- _What you should do_
Copy every item below word for word, but leave out the pictures.
-- Start --
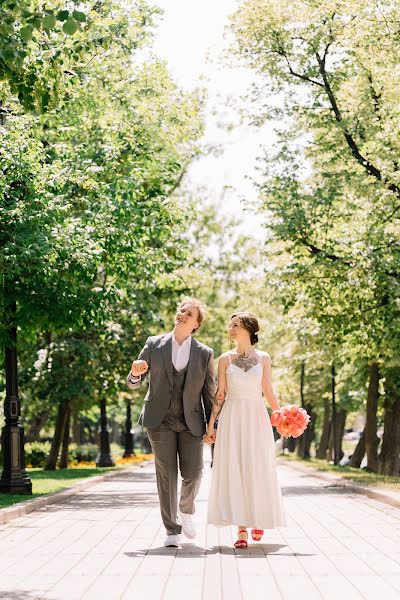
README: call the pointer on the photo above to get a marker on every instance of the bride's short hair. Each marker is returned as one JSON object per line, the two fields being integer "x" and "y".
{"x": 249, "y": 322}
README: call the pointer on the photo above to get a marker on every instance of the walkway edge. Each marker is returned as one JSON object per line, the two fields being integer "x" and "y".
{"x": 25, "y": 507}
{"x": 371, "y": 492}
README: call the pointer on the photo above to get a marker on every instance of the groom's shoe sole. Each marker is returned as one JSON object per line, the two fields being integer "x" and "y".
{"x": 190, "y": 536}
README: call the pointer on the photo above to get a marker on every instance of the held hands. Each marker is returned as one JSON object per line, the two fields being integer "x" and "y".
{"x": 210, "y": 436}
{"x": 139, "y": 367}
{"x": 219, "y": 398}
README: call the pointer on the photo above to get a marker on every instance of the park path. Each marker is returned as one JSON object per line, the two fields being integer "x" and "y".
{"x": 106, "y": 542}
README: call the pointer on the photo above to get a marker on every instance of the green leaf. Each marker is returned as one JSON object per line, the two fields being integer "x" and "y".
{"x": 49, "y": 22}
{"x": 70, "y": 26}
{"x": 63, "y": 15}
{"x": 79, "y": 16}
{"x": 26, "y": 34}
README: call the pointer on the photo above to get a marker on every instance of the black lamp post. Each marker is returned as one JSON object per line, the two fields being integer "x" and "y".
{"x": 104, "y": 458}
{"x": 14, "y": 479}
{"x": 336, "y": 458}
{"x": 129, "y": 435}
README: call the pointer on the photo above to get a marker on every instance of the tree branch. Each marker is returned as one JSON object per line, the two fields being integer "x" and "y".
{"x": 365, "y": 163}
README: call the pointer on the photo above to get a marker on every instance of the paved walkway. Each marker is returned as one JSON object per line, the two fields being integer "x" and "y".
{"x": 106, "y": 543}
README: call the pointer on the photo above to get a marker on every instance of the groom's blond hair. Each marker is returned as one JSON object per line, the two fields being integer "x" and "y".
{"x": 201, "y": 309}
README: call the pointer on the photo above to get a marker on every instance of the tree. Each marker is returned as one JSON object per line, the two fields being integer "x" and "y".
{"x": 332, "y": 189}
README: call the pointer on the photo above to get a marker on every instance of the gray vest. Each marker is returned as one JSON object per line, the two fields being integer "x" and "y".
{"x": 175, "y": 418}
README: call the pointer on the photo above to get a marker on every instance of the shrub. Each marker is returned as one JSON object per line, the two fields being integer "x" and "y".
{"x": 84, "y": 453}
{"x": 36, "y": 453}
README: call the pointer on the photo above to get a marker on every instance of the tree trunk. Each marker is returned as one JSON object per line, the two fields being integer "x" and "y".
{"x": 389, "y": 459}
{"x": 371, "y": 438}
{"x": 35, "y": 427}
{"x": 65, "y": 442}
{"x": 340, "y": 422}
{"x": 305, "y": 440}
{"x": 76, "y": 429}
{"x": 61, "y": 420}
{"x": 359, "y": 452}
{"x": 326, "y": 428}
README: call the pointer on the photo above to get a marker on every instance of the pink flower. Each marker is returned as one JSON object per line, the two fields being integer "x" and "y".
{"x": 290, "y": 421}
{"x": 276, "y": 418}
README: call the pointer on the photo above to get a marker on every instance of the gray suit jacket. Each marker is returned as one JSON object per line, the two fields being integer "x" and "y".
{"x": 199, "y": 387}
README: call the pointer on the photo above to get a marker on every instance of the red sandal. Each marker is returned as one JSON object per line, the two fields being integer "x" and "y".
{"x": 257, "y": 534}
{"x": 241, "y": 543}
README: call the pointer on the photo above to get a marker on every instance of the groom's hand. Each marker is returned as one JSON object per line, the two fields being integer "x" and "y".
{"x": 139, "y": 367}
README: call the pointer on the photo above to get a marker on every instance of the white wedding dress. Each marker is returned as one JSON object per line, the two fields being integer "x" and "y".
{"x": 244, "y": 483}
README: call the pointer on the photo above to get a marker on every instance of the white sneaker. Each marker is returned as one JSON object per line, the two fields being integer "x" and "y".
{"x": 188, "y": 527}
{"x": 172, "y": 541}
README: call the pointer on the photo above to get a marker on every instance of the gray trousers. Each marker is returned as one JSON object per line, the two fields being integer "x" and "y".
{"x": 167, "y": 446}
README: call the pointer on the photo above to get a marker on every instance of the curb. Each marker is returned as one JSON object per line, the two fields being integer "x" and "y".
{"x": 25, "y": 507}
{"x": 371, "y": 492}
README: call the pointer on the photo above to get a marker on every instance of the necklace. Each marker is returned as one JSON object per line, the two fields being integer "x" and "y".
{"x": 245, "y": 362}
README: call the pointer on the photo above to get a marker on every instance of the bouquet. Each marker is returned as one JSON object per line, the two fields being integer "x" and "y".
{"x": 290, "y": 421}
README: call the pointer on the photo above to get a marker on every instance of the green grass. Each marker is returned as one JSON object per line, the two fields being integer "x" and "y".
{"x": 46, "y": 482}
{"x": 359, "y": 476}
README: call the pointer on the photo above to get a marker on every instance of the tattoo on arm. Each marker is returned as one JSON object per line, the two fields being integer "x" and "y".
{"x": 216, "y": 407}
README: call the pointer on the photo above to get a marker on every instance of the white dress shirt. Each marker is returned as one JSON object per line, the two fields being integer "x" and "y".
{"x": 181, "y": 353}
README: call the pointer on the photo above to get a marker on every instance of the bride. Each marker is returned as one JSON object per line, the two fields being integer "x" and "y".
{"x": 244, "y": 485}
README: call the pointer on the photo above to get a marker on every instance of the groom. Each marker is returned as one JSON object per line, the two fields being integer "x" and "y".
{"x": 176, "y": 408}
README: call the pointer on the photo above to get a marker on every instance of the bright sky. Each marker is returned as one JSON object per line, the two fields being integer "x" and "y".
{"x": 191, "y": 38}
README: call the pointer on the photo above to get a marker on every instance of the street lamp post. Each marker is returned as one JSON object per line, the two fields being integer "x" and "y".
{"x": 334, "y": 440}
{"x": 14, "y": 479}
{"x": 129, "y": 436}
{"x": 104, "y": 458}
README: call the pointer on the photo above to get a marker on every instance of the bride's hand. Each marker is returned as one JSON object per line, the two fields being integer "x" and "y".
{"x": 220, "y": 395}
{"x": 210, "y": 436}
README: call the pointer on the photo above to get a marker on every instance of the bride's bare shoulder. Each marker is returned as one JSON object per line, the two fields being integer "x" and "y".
-- End --
- _Response_
README: call the pointer on the photo above to get a marker on every instance of the bride's short hair. Each marker is returned as one JSON object per line, the two fields being integer "x" and "y".
{"x": 249, "y": 322}
README: call the pointer on the photo above to get a marker on every instance of the walkway edge. Each marker is returned as one JSON object per line, the two fields being integer "x" and "y".
{"x": 25, "y": 507}
{"x": 371, "y": 492}
README: call the pointer on the photo above to get a marker on every instance of the groom's shoe sole. Each marker is returned as one JSON object per line, the two fields being integer "x" and "y".
{"x": 190, "y": 536}
README: call the pointer on the photo above to get a marker on every instance of the held hands. Each marker is returned as one JSON object per line, the two fields being integer "x" and "y".
{"x": 210, "y": 436}
{"x": 139, "y": 367}
{"x": 219, "y": 398}
README: call the pointer on the photo above to get a marker on every instance of the park path. Each marker is returned as one JSON object per line, the two fields being integer "x" and "y".
{"x": 106, "y": 542}
README: call the pointer on the photo above to get a marker on every instance of the green leaf. Each marker is returned as one JSON object per line, the two fields being integer "x" and "y".
{"x": 49, "y": 22}
{"x": 70, "y": 26}
{"x": 63, "y": 15}
{"x": 79, "y": 16}
{"x": 26, "y": 34}
README: call the pointer on the photo above to get a marker on every instance of the black lamp post. Each marker is returned as one JSON object per line, the two fields being integer "x" and "y".
{"x": 104, "y": 458}
{"x": 14, "y": 479}
{"x": 336, "y": 458}
{"x": 129, "y": 435}
README: call the pointer on the photo above to get a marker on every instance of the tree branch. Each marker is returned as one JSON object per line, the two fields being integer "x" and "y".
{"x": 365, "y": 163}
README: call the pointer on the photo above to get a marker on every instance of the paved walkway. Each marker is returned as one JSON object per line, the two fields being integer "x" and "y".
{"x": 106, "y": 543}
README: call the pointer on the photo above to get a marker on every instance of the groom's blond hair. Each marker is returned as one JSON object per line, the two fields being integer "x" and "y".
{"x": 201, "y": 309}
README: call the pointer on the photo above to get a marker on every instance of the tree. Each marker is returned as one JSON object per line, the two fields being integer "x" and "y".
{"x": 332, "y": 189}
README: call the pointer on the photo above to get a marker on every instance of the gray vest. Each marker is returned as one JSON object per line, the two fields being integer "x" and "y".
{"x": 175, "y": 418}
README: call the pointer on the photo above to get a marker on every instance of the shrub. Each marker is returned as one JSON object per line, the two fields being integer "x" and "y".
{"x": 84, "y": 453}
{"x": 36, "y": 453}
README: call the pointer on the photo above to get a marker on every instance of the tree trunk. Each marker is returned as one JSON object per line, the two fields being integer "x" and "y".
{"x": 389, "y": 459}
{"x": 371, "y": 438}
{"x": 35, "y": 427}
{"x": 65, "y": 442}
{"x": 340, "y": 422}
{"x": 305, "y": 440}
{"x": 76, "y": 429}
{"x": 61, "y": 420}
{"x": 359, "y": 452}
{"x": 326, "y": 428}
README: call the pointer on the photo above to get a marker on every instance of the pink flower. Each marker is returned as one JSON object per line, the two fields being integer "x" and "y".
{"x": 290, "y": 421}
{"x": 276, "y": 418}
README: call the pointer on the photo above to get a marker on every instance of the gray suit jacket. Each marker is returned as one JSON object per line, the two fields being integer "x" and "y".
{"x": 199, "y": 387}
README: call the pointer on the photo above to get a marker on every instance of the red sandal. Each marker is returned as one JSON object per line, the two fields being integer "x" and "y".
{"x": 257, "y": 534}
{"x": 241, "y": 543}
README: call the pointer on the photo above to get a marker on every instance of the groom's hand. Each marker is returned as one JSON object per line, the two fields being integer "x" and "y".
{"x": 139, "y": 367}
README: call the pointer on the photo above to get a marker on every instance of the white wedding dress. Each marker is returned as one JSON object per line, the two fields being integer "x" and "y".
{"x": 244, "y": 483}
README: call the pointer on the photo above to get a marker on every instance of the white sneaker. Each marker is returned as one JSON object per line, the two fields being integer "x" and "y".
{"x": 188, "y": 527}
{"x": 172, "y": 541}
README: call the pointer on the photo above to get a marker on every instance of the gray trousers. Each marker is returned as one JSON object per line, the two fields being integer "x" and "y".
{"x": 167, "y": 446}
README: call the pointer on the photo above to get a marker on every instance of the curb. Each marker is returned as one JSON object per line, the two fields being integer "x" and "y".
{"x": 25, "y": 507}
{"x": 371, "y": 492}
README: call the pointer on the photo above to get a marker on every instance of the necklace. Each marker is returned as one JSON object per line, the two fields being integer "x" and "y".
{"x": 245, "y": 362}
README: call the pointer on the photo above to get a marker on every instance of the bouquet. Each marker is returned as one JSON object per line, the two fields being integer "x" and "y".
{"x": 290, "y": 421}
README: call the pointer on the photo above to get a marker on every instance of the green grass. Each marker is returned as one JSON object per line, the two fields being integer "x" and "y".
{"x": 46, "y": 482}
{"x": 359, "y": 476}
README: call the pointer on the photo above to get a marker on every instance of the tattoo on arm. Each marker is returned as one JSON object per line, the two fields being integer "x" and "y".
{"x": 216, "y": 407}
README: call the pointer on the photo above to get a marker on every instance of the white dress shirt. Each marker is returned as one JSON object per line, the two fields being integer "x" and "y".
{"x": 181, "y": 353}
README: call the pointer on the photo above to get a marker on every instance of the bride. Each marker is returned as one JSON object per line, the two fields being integer "x" and "y".
{"x": 244, "y": 485}
README: call the pointer on the photo above to get a marker on every instance of the groom. Each marker is returned as one JSON object per line, the two fields being integer "x" and "y".
{"x": 176, "y": 408}
README: call the pointer on the photo above to get a marker on every instance of the bright sky. Each marker is returned as one JSON object per line, the two fields being integer "x" and "y".
{"x": 191, "y": 38}
README: call the pointer on the photo above to get a marker on every instance of the street lamp post. Each marker is returned as one JSON object per line, the two fields being integer "x" and "y".
{"x": 334, "y": 440}
{"x": 14, "y": 479}
{"x": 129, "y": 436}
{"x": 104, "y": 458}
README: call the pointer on the photo above to get a marker on every instance of the bride's hand. Each marker is returned as one JSON object per line, the two fields being integer "x" and "y".
{"x": 220, "y": 395}
{"x": 210, "y": 436}
README: call the pointer on the photo above to get a marker on every instance of the bride's bare shoulder. Each marker is returned as one JSON object per line, the two fields being integer "x" and "y".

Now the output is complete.